**Lesetext**.
Was wusste der Verfassungsschutz MV?
Was wusste der Verfassungsschutz Mecklenburg-Vorpommern über Walid D.? War er schon vor dessen Verhaftung über seine Aktivitäten als Staatsterrorist informiert? Am Montag gibt Innenminister Torsten Renz (CDU) dem NDR ein Interview zu dem Fall, in dem er fast gebetsmühlenartig immer wieder dieselbe Botschaft wiederholt: „Als Innenminister habe ich die Sicherheit der Bürger Mecklenburg-Vorpommerns zu gewährleisten.“ Die Behörden hätten eng mit der bayerischen Polizei zusammengearbeitet, dies habe letztlich auch zur Identifizierung und Inhaftierung von Tatbeteiligten geführt. Und die Parlamentarische Kontrollkommission, also die Landtagsabgeordneten, die die Arbeit des Verfassungsschutzes überwachen, sei schon Ende Januar dazu informiert worden. Vom Minister gibt es allerdings kein Wort dazu, ob und welche Bezüge der Fall Walid D. zu Mecklenburg-Vorpommern hat – und erst recht nicht, ob er V-Mann des Verfassungsschutzes des Landes war. „Grundsätzlich kann ich zu V-Männern keine Aussagen treffen, weil dadurch Leib und Leben und das Staatswohl gefährdet sein könnten“, so Renz.

**Datensätze mit Punktannotationen**.
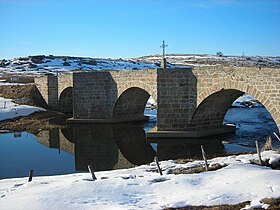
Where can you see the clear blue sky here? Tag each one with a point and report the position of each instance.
(132, 28)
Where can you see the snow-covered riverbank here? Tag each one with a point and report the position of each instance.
(10, 110)
(143, 188)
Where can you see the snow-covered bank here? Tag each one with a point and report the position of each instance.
(10, 110)
(143, 188)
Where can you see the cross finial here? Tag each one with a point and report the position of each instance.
(163, 46)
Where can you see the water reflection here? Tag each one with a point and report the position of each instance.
(117, 146)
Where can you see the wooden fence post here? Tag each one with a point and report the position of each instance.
(30, 176)
(259, 153)
(92, 172)
(276, 136)
(204, 158)
(159, 169)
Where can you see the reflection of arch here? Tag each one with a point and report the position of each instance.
(131, 104)
(66, 100)
(68, 133)
(242, 87)
(131, 142)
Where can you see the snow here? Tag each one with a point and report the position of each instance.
(143, 188)
(10, 110)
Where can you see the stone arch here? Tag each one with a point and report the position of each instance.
(139, 84)
(130, 105)
(211, 112)
(230, 85)
(66, 100)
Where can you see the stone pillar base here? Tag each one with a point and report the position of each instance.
(105, 121)
(155, 134)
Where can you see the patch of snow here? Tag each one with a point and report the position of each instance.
(10, 110)
(143, 188)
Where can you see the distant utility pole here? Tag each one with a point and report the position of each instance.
(163, 62)
(163, 46)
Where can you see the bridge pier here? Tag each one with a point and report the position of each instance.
(191, 101)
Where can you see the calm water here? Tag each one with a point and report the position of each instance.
(108, 147)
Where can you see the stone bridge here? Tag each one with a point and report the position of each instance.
(189, 99)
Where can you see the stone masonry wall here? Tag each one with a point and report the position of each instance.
(261, 83)
(176, 98)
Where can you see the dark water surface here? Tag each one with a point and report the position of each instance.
(117, 146)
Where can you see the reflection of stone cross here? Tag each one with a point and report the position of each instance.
(163, 46)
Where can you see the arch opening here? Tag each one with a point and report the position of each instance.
(66, 101)
(131, 104)
(212, 110)
(253, 121)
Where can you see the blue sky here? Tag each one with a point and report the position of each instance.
(132, 28)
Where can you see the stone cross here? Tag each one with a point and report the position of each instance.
(163, 46)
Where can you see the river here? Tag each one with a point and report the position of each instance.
(108, 147)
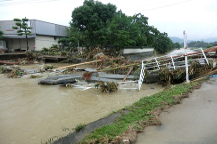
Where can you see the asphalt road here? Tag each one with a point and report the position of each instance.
(194, 121)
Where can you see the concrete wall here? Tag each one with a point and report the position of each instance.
(15, 43)
(44, 41)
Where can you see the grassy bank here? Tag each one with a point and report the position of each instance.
(142, 113)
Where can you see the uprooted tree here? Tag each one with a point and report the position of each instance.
(23, 29)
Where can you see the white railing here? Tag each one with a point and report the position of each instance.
(142, 75)
(158, 65)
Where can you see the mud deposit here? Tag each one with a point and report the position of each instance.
(31, 113)
(194, 121)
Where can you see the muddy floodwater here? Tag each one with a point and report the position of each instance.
(31, 113)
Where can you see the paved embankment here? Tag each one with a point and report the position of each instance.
(194, 121)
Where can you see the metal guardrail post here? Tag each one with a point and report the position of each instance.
(172, 61)
(142, 75)
(157, 63)
(205, 56)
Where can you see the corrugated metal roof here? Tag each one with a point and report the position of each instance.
(38, 28)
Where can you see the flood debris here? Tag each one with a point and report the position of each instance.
(107, 87)
(35, 76)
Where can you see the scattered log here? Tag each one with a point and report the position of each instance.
(109, 69)
(9, 63)
(74, 65)
(65, 80)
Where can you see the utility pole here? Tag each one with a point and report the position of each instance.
(186, 58)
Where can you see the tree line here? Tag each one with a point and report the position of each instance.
(95, 24)
(201, 44)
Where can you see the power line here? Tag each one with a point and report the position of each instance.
(25, 2)
(213, 33)
(165, 6)
(147, 4)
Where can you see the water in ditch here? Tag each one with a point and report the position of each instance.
(31, 113)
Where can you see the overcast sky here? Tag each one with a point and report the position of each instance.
(197, 17)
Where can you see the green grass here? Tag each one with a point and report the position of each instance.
(139, 111)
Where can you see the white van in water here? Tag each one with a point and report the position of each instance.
(3, 47)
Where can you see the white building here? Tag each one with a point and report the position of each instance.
(44, 34)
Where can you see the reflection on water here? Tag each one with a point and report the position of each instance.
(30, 112)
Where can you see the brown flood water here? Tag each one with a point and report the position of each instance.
(30, 112)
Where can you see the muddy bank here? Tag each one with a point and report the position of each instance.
(194, 121)
(30, 112)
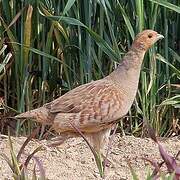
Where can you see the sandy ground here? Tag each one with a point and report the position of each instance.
(74, 161)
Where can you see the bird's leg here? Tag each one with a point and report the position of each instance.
(60, 139)
(99, 140)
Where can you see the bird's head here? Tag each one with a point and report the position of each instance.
(145, 39)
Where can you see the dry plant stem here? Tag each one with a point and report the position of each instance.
(109, 148)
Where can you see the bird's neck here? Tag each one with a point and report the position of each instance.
(129, 69)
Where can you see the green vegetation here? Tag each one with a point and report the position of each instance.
(57, 45)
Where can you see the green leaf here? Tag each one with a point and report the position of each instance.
(167, 5)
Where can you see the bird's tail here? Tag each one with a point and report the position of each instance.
(41, 115)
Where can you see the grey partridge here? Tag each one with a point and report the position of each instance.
(94, 107)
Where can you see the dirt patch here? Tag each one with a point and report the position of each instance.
(73, 159)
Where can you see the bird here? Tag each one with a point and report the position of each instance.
(95, 107)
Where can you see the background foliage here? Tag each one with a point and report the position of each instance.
(57, 45)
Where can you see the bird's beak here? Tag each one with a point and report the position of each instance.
(159, 36)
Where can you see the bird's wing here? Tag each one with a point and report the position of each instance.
(90, 104)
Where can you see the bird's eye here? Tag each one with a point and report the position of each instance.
(150, 35)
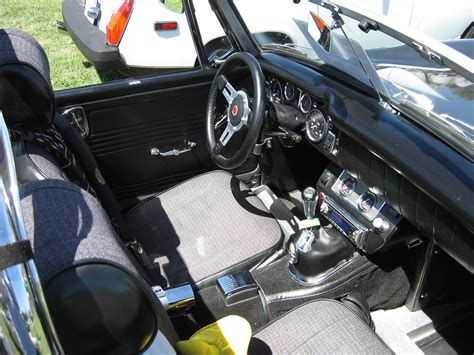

**Aufgaben**.
1. Wann wurde die Parlamentarische Kontrollkommission laut dem Text über den Verfassungsschutz Mecklenburg-Vorpommern informiert?
2. Schreibe den Text über den Verfassungsschutz Mecklenburg-Vorpommern im Anschluss an seinen letzten Satz weiter.
Die Auflistung stammt aus einer anderen Quelle.

**Lösungen**.
1. Schon Ende Januar.

2.
Der nächste Skandal?
Auch in Berlin wird die neueste Affäre um den Verfassungsschutz Mecklenburg-Vorpommern beobachtet: die Bundestagsabgeordnete Martina Renner (Die Linke), die im Untersuchungsausschuss zur Aufklärung des Attentats auf den Berliner Breitscheidplatz sitzt, schreibt auf Twitter: „Inneministerium MV paktierte mit mutmaßlichem Schwerverbrecher (…). Das muss aufgeklärt werden.“ Der SPD-Landtagsabgeordnete Dirk Friedriszik schreibt ebenfalls auf Twitter: „Eigentlich kann man das LfV (Landesamt für Verfassungsschutz, Anm. der Redaktion) nur noch auflösen und dann alles einmal auf Anfang.“ Und der innenpolitische Sprecher der Linken im Landtag, Peter Ritter, fordert „endlich Offenheit“ vom Innenministerium. „Das Vertrauen in die Behörden ist längst im Eimer“, so Ritter. Von Innenminister Torsten Renz erwartet er Aufklärung zum Fall Walid D. in der Sitzung des Innenausschusses des Landtags am Donnerstag.